**Instructions to follow**.
Put each line of the material below into a Markdown table with the columns Row and Line, numbering the rows, skipping blank lines, and leaving out the pictures.
******
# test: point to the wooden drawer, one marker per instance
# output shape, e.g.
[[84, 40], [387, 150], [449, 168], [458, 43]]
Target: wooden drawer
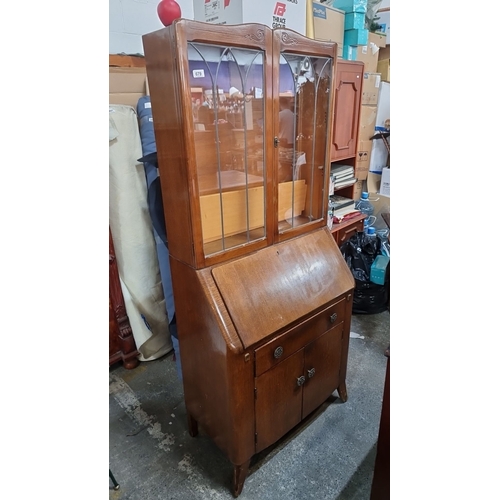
[[285, 345]]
******
**Result**.
| Row | Line |
|---|---|
| 1 | # test: point to the wooden drawer, one marker per instance |
| 2 | # output shape, e.g. |
| 3 | [[84, 40], [387, 150], [449, 168], [458, 43]] |
| 4 | Target: wooden drawer |
| 5 | [[285, 345]] |